[begin Dataset rows]

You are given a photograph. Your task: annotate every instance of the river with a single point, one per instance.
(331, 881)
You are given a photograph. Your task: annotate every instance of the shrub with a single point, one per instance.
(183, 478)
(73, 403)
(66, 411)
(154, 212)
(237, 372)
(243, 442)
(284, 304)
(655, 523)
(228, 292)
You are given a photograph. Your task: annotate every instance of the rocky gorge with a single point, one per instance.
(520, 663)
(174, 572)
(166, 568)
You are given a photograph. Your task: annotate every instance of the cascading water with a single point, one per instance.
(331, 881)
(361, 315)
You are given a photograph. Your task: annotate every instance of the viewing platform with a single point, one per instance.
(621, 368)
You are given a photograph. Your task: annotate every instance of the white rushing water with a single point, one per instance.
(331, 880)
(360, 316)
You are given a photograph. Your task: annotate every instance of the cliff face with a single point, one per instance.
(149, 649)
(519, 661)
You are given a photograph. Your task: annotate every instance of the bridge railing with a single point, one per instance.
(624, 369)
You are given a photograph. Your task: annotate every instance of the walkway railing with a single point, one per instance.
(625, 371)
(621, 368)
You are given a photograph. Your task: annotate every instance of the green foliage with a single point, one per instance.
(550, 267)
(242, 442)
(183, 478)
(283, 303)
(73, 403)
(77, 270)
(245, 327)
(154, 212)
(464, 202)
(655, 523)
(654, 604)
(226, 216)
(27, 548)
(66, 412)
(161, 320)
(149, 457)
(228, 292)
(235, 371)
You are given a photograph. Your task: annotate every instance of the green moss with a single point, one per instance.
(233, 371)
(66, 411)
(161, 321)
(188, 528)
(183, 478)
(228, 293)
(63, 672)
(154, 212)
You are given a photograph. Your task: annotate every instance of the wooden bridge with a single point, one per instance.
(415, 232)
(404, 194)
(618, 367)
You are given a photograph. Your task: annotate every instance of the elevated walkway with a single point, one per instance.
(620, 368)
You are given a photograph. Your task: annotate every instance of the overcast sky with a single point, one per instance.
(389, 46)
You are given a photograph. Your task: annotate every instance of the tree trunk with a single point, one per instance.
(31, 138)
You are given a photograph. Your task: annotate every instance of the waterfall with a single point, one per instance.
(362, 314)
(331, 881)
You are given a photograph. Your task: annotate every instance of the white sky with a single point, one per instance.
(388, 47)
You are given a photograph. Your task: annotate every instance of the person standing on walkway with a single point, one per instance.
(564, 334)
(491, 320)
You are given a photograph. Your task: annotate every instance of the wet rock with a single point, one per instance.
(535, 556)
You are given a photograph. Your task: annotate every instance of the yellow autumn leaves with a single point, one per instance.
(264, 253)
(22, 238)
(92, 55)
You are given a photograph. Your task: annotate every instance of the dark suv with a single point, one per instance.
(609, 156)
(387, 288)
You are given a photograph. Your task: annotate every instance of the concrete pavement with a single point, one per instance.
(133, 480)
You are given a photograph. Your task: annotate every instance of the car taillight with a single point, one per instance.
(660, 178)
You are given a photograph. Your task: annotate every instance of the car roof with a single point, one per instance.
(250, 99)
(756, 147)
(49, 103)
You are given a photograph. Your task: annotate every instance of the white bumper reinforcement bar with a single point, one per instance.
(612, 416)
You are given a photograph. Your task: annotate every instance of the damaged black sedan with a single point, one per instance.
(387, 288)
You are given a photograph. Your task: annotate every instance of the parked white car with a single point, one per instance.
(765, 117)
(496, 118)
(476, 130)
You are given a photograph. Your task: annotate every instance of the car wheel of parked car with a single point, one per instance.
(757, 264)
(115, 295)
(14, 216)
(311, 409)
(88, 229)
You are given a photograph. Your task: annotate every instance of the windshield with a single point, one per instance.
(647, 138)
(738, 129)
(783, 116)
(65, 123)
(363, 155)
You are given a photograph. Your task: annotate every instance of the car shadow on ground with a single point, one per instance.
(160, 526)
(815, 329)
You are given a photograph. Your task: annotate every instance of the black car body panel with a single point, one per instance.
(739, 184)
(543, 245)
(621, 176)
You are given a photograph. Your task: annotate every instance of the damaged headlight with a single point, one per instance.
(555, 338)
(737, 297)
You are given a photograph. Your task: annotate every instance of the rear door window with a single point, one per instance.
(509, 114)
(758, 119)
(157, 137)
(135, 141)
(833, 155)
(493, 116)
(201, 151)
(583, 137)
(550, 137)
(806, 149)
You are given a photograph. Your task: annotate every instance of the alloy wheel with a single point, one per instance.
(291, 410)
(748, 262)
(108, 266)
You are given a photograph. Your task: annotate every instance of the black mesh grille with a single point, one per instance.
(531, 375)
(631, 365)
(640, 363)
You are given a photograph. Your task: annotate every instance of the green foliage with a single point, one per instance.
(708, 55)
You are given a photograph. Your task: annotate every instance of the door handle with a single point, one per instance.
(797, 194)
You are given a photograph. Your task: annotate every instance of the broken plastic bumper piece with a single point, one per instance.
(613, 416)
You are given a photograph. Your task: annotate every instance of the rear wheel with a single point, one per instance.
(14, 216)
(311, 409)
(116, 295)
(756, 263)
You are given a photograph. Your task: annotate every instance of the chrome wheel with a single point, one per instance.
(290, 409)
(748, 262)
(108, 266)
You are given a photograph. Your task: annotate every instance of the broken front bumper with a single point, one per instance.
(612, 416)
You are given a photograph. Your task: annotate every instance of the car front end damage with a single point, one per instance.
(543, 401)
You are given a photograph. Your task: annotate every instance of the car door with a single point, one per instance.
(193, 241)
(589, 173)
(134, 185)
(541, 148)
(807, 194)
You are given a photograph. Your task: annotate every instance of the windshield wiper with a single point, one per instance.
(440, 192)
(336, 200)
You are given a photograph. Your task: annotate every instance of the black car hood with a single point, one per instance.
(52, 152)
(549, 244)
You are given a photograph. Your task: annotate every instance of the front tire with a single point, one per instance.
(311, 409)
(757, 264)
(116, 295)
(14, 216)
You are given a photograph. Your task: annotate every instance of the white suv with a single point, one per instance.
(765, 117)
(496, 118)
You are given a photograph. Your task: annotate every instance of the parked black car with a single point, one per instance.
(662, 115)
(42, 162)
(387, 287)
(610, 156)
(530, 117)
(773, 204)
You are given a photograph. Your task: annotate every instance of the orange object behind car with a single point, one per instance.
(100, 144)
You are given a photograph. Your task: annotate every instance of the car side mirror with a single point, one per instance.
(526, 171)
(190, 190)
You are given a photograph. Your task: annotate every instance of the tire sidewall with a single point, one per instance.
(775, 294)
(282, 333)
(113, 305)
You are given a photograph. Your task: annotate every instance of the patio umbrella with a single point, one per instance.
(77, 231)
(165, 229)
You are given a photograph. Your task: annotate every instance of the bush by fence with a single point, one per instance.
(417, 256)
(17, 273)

[end Dataset rows]

Set down the listing in full, keeping every word exactly as it is.

You are given a photograph. Your task: annotate every instance of the river with a single point, one per instance.
(331, 881)
You are given a photograph. Your task: annotate every instance of the shrub with a single point, one per instance.
(183, 478)
(73, 403)
(66, 411)
(154, 212)
(237, 372)
(243, 442)
(284, 304)
(655, 523)
(228, 292)
You are given a photograph. Your task: annotate every instance of the rocky gorge with a single point, one per instance.
(520, 663)
(174, 572)
(166, 568)
You are given a photograph. Your task: annotate every instance of the cascading water with a single point, one per instance.
(331, 881)
(361, 315)
You are given a photograph. Your task: annotate every instance of the viewing platform with a single point, one per instance.
(621, 368)
You are given a photograph. Your task: annotate every instance of the white rushing water with a single point, one per instance.
(331, 880)
(360, 316)
You are given a photograph. Your task: annotate every instance of the cliff face with a single point, one per instance.
(149, 649)
(519, 661)
You are given a photograph. Your task: annotate every instance of the bridge railing with a single point, one per instance.
(624, 369)
You are given a photograph. Your task: annotate every instance of the walkway railing with a single point, one per instance.
(625, 371)
(621, 368)
You are given a photograph. Your task: annotate every instance of the green foliage with a single point, one per instance.
(550, 267)
(242, 442)
(183, 478)
(283, 303)
(73, 403)
(77, 270)
(245, 327)
(154, 212)
(464, 202)
(655, 523)
(654, 604)
(226, 216)
(27, 548)
(66, 412)
(161, 320)
(149, 457)
(228, 292)
(235, 371)
You are given a photograph. Your task: annotate every instance of the green moss with a single point, one per instance.
(233, 371)
(66, 411)
(161, 321)
(188, 528)
(183, 478)
(228, 293)
(63, 672)
(154, 212)
You are given a photograph. Your task: annotate every instance of the wooden bridge with a single point, one per instance.
(415, 232)
(404, 194)
(618, 367)
You are given a photograph. Your task: annotate every instance of the elevated walkway with a single point, one per instance.
(620, 368)
You are given a photograph. Your task: annotate every instance of the overcast sky with a single point, one per instance.
(389, 46)
You are given a photograph. Your task: annotate every instance of the tree trunk with a single point, one per instance.
(31, 138)
You are given a photograph. Your task: annotate every instance of the waterfall with a single point, one per instance.
(362, 314)
(331, 881)
You are given a photograph. Your task: annotate every instance of the white sky with a single point, one per instance.
(388, 47)
You are given a photograph. Your task: annotate every instance of the person standing on walkway with a single point, one per instance.
(564, 334)
(491, 320)
You are given a photograph. Your task: annotate every instance of the wet rock with a single point, one per instance.
(535, 556)
You are given a photograph. Your task: annotate every instance of the yellow autumn leaves with a single point, one per instance.
(264, 253)
(22, 238)
(92, 55)
You are given a photograph. Your task: annotate every instance of the dark suv with a single point, one per instance.
(609, 156)
(387, 288)
You are given a photograph. Your task: annotate every instance of the concrete pavement with a single point, one per instance.
(133, 480)
You are given a photograph. Your task: annotate every instance of the car taillight with a single point, one per instance.
(660, 178)
You are given a photograph. Your task: annotate every instance of the car roof with a single point, one per instance.
(250, 99)
(756, 147)
(49, 103)
You are given a photograph. Your task: annotate every instance of the white bumper reinforcement bar with a single point, one per instance.
(612, 416)
You are given a photograph. Your task: annotate every instance of the damaged black sedan with a single point, one per instance.
(387, 288)
You are given a photograph. Your task: annotate every instance of the parked white car with a single point, one per instance.
(765, 117)
(496, 118)
(476, 130)
You are given a photograph. Your task: annotate every instance of the car wheel of parked car with a single point, one per instance.
(757, 264)
(115, 295)
(14, 216)
(311, 409)
(88, 229)
You are given a photograph. Your task: annotate every instance of the windshield with a single point, one per instance.
(647, 138)
(738, 129)
(783, 116)
(65, 123)
(363, 155)
You are given a photograph. Your task: annotate every instance of the car shadow on ground with a single point, one per instance.
(160, 526)
(815, 329)
You are given a photograph. Your task: annotate every instance of the black car body panel with a single point, one per instance.
(739, 184)
(543, 245)
(621, 176)
You are given a photograph. Your task: annotate every instance of the damaged headlight with a single point, one per instance.
(555, 338)
(737, 297)
You are given a photograph. Your task: annotate every instance of the rear door window with a single point, one per instance.
(509, 114)
(758, 119)
(157, 137)
(135, 141)
(833, 155)
(493, 116)
(201, 151)
(583, 137)
(550, 137)
(806, 149)
You are given a photograph. Your task: annotate every instance of the alloy wheel with a single point, one per instance.
(291, 410)
(748, 262)
(108, 266)
You are given a photograph. Your task: annotate every instance of the black mesh grille with a single point, one per instance.
(531, 375)
(631, 365)
(640, 363)
You are given a photograph. Your task: annotate every instance of the green foliage with a single point, one per instance.
(708, 55)
You are given a photograph. Your task: annotate every instance of the door handle with a single point, one per instance.
(797, 194)
You are given a photograph. Your task: annotate every instance of the broken plastic bumper piece with a single point, one per instance.
(613, 416)
You are given a photograph. Your task: annotate every instance of the rear wheel with a single point, one per instance.
(14, 216)
(311, 409)
(116, 295)
(756, 263)
You are given a photograph. Your task: annotate every instance of the chrome wheel with a single point, one per instance.
(290, 409)
(748, 262)
(108, 266)
You are given a photograph. Your task: annotate every instance of the broken front bumper with a single point, one per instance.
(612, 416)
You are given a photograph. Your task: annotate every instance of the car front end damage with a single point, one per instance.
(543, 401)
You are given a photograph. Your task: annotate every instance of the car door with a single point, one per instance.
(193, 241)
(589, 173)
(134, 185)
(541, 148)
(807, 194)
You are given a photograph. Your task: annotate every instance of the windshield wiper with a single point, one per instance.
(440, 192)
(336, 200)
You are given a photograph. Your task: annotate every instance of the black car hood with a single point, one per instance.
(52, 152)
(549, 244)
You are given a photograph. Your task: annotate every instance of the front tire with a single point, one per instance.
(311, 409)
(757, 264)
(116, 295)
(14, 216)
You are given a photograph. Your task: annotate every instance of the white suv with a single point, one per instance.
(765, 117)
(496, 118)
You are given a photograph. Your task: annotate every instance of the parked black car with a single point, one per instance.
(662, 115)
(42, 162)
(387, 287)
(610, 156)
(530, 117)
(773, 204)
You are given a photograph. Your task: annotate every instance of the orange object behind car with a single point, one per instance.
(100, 144)
You are given a photograph. Your task: annotate every instance of the car side mirror with a single point, one per instance.
(526, 171)
(190, 190)
You are given a photograph. Your task: annotate every instance of the tire sidewall with a single point, one per instance.
(775, 294)
(282, 333)
(113, 305)
You are given a photograph. Your task: annotate every instance of the patio umbrella with a single point, one per instance.
(77, 231)
(165, 229)
You are given a photograph. Your task: annotate every instance of the bush by fence with a single point, one per instance.
(417, 256)
(17, 273)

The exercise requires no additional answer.